### EXERCISE BRIEF
Retype, character for character, everything in the items below from the line containing "FIND: asphalt pavement" down to the line containing "column 523, row 184", including both of those lines.

━━━━━ INFORMATION GIVEN

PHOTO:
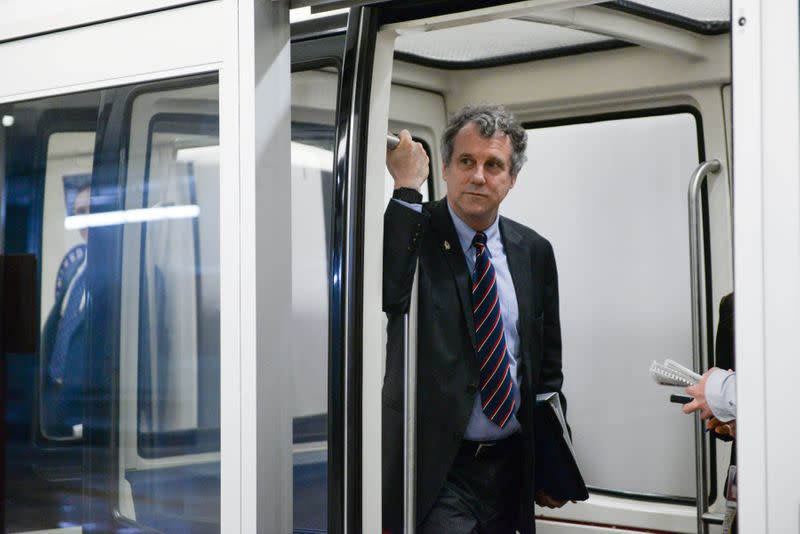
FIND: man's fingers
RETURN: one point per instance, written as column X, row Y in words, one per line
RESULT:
column 692, row 406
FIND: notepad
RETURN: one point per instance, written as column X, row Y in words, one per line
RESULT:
column 671, row 373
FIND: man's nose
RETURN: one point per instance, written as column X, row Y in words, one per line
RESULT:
column 478, row 176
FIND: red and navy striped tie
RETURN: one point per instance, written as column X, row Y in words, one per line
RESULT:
column 497, row 396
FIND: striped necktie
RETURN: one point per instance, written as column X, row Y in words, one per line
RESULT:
column 497, row 398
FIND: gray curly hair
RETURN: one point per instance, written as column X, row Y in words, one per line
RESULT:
column 489, row 119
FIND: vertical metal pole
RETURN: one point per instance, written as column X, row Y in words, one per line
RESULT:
column 698, row 322
column 410, row 411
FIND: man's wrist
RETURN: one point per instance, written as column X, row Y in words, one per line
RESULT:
column 407, row 194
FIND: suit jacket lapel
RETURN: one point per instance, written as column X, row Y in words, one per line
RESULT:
column 446, row 235
column 519, row 263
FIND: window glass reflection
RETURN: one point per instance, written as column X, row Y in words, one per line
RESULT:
column 313, row 105
column 114, row 425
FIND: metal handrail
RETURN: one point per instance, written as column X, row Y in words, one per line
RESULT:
column 410, row 411
column 409, row 394
column 699, row 325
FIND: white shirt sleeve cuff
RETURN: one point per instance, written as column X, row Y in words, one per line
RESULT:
column 415, row 207
column 721, row 394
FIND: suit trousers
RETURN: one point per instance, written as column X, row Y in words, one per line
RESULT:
column 482, row 491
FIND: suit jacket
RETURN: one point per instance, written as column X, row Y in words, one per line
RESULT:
column 63, row 403
column 448, row 372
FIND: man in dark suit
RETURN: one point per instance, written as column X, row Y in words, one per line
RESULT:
column 64, row 338
column 489, row 337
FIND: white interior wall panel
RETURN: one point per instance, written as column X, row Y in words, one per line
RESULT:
column 21, row 18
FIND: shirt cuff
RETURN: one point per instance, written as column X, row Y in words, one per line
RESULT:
column 415, row 207
column 721, row 394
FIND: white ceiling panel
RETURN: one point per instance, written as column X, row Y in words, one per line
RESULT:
column 491, row 39
column 699, row 10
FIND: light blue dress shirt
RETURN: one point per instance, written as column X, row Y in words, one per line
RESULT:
column 480, row 428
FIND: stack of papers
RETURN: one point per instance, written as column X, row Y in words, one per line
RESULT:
column 671, row 373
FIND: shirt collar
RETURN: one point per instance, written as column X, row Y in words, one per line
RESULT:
column 466, row 233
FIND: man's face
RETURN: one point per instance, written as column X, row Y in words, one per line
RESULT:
column 81, row 207
column 478, row 175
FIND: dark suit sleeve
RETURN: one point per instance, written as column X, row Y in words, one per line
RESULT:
column 403, row 230
column 552, row 377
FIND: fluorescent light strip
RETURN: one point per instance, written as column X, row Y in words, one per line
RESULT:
column 112, row 218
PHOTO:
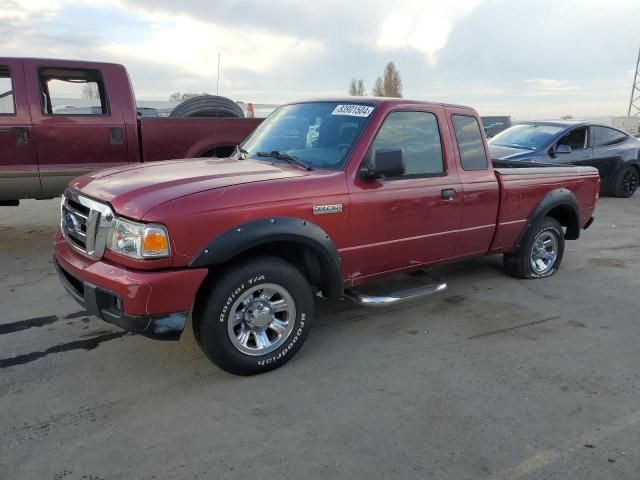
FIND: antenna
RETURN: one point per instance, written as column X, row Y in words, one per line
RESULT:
column 634, row 102
column 218, row 82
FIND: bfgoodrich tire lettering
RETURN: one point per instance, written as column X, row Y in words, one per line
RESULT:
column 540, row 252
column 255, row 316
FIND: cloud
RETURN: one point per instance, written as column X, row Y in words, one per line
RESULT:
column 501, row 56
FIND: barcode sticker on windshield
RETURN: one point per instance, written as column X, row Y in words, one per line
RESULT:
column 353, row 110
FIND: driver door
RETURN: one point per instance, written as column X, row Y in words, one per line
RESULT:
column 413, row 219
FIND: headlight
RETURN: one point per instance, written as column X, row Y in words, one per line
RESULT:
column 138, row 240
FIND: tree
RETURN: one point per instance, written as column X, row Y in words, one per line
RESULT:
column 90, row 91
column 356, row 88
column 390, row 84
column 378, row 88
column 391, row 81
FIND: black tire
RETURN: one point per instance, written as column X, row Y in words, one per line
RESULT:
column 519, row 264
column 215, row 308
column 626, row 182
column 207, row 106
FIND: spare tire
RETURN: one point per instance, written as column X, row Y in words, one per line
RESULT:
column 207, row 106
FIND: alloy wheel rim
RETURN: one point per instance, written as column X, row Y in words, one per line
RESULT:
column 544, row 253
column 261, row 319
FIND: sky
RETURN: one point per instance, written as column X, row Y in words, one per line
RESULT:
column 526, row 58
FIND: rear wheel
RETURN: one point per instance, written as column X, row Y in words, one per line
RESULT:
column 255, row 317
column 540, row 252
column 627, row 182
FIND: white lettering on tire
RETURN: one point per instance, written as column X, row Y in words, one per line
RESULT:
column 285, row 350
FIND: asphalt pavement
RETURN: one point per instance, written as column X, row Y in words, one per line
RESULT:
column 495, row 378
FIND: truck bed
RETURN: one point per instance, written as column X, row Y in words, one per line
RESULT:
column 523, row 184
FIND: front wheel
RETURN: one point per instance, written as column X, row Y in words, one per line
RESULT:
column 255, row 317
column 540, row 252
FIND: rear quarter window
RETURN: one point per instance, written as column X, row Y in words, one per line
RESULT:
column 470, row 145
column 7, row 104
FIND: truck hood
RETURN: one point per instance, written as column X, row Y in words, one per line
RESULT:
column 510, row 153
column 134, row 190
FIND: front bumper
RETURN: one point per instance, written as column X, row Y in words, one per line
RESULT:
column 155, row 304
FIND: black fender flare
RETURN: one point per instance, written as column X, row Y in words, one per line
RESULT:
column 264, row 231
column 568, row 204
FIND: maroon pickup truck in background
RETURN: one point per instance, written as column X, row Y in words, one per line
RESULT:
column 44, row 145
column 324, row 198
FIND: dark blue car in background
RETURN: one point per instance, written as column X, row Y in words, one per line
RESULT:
column 613, row 152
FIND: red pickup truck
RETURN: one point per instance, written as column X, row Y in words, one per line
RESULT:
column 45, row 141
column 324, row 198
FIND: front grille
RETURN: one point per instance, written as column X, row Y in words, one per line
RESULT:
column 85, row 223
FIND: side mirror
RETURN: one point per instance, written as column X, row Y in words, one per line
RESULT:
column 385, row 163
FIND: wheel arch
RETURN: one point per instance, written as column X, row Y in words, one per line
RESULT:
column 302, row 243
column 560, row 204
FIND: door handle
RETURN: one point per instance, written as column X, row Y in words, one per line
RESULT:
column 448, row 193
column 20, row 135
column 116, row 136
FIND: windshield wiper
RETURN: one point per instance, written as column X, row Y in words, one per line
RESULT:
column 278, row 155
column 242, row 153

━━━━━━━━━━

### ANSWER FOR THE TASK
FIND: asphalt pavement
RETURN: one point per instance, written as column X, row Y in words, one per line
RESULT:
column 495, row 378
FIND: truck bed
RETURN: one point per instance, written as column X, row Y in words, one per line
RESULT:
column 523, row 184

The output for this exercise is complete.